Riprendi il testo sul taglio dei tassi della FED e proseguilo subito dopo la sua ultima frase.

= Fonte =
━━━━
Dati USA giustificano mini-taglio dei tassi
Non abbiamo spiegato più e più volte che gli stessi rendimenti lunghi sono saliti di recente in barba proprio al taglio dei tassi? Vero, le banche centrali possono tutt’al più manovrare direttamente il tratto medio-breve della curva delle scadenze. E allora come si spiega questo trend? I dati macroeconomici americani non sono deboli in assoluto, ma segnalano certamente un indebolimento della congiuntura. E questo permette alla FED di giustificare il taglio dello 0,25% atteso, indipendentemente dalle pressioni che riceve dalla Casa Bianca.
I rendimenti lunghi sono saliti negli ultimi tempi anche per scontare il rischio di una banca centrale americana meno indipendente dalla sfera politica. Tuttavia, ora che i tassi sono attesi in calo per ragioni che esulano i desiderata del presidente Donald Trump, il discorso cambia. L’allentamento monetario non sarebbe più un capriccio del tycoon, ma una corretta reazione ad un mercato del lavoro meno forte. Certo, il problema sarà nei prossimi giorni verificare il dato sull’inflazione ad agosto. Nei due mesi precedenti era salita al 2,7%, ben sopra il target del 2%.
━━━━
= Dati =
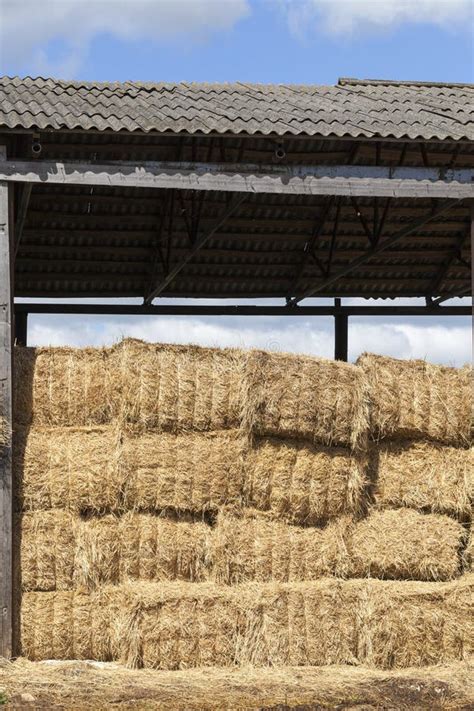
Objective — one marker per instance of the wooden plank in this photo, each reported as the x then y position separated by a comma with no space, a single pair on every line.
6,543
340,180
━━━━
= Risultato dell'esercizio =
Rendimenti lunghi pronti a risalire
E c’è da considerare anche la debolezza del dollaro, che sostiene le aspettative d’inflazione. I rendimenti lunghi hanno per il momento smesso di salire, scontando minori tensioni tra governo e FED.
Torneranno a salire al minimo cenno di ripresa dello scontro. In più, tra riarmo europeo e inflazione che non scende nemmeno nell’Eurozona, i rischi restano improntati al rialzo.